## Information given
┌────────

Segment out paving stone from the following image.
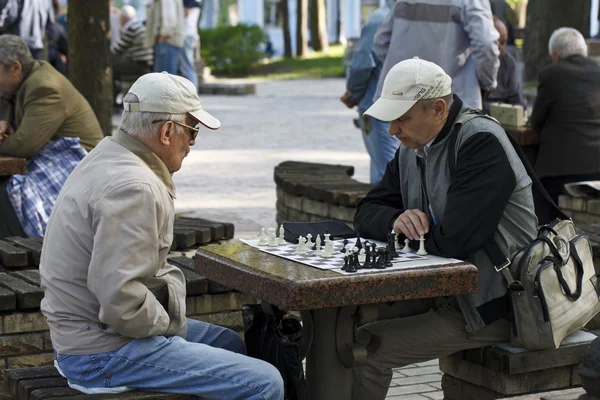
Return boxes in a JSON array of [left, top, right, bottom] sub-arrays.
[[421, 391, 445, 400], [392, 374, 442, 386], [387, 395, 428, 399], [387, 384, 438, 396], [400, 366, 441, 376]]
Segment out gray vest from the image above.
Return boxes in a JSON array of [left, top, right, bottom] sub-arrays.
[[397, 107, 538, 332]]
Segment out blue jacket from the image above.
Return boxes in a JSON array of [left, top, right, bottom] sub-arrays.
[[346, 1, 395, 114]]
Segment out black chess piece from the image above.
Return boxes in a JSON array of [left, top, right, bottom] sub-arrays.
[[363, 245, 372, 268], [384, 249, 393, 268], [342, 255, 349, 271], [346, 255, 357, 273], [341, 239, 349, 253], [354, 236, 363, 250], [375, 249, 386, 269], [370, 244, 378, 268], [387, 232, 399, 259], [354, 251, 362, 270]]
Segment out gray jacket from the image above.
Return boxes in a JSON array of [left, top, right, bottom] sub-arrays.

└────────

## Your instructions
Transcribe the records above exactly as they appear, leaving out any pictures.

## Response box
Segment out paving stone from the following image.
Return boxes in a JSON array of [left, top, right, bottom] sub-arrays.
[[421, 391, 445, 400], [392, 374, 442, 386], [387, 395, 428, 399], [387, 384, 438, 396], [400, 366, 441, 376]]
Segment out gray vest from the image above.
Return boxes in a JSON array of [left, top, right, bottom] sub-arrays.
[[397, 107, 538, 332]]
Segment out blue jacket from the image above.
Return boxes in a JSON array of [left, top, right, bottom] sub-arrays.
[[346, 1, 395, 114]]
Segment out black chess piece from the image above.
Return boxes in a JSON array of [left, top, right, bottom] sub-arrays.
[[363, 245, 372, 268], [384, 249, 393, 268], [342, 255, 349, 271], [346, 255, 357, 273], [341, 239, 349, 253], [354, 236, 363, 250], [375, 249, 386, 269], [370, 244, 378, 268], [387, 232, 399, 259], [354, 251, 362, 270]]
Segment out gray jacket from the image above.
Return boxes in a JSON array of [left, top, right, bottom] sub-arrays.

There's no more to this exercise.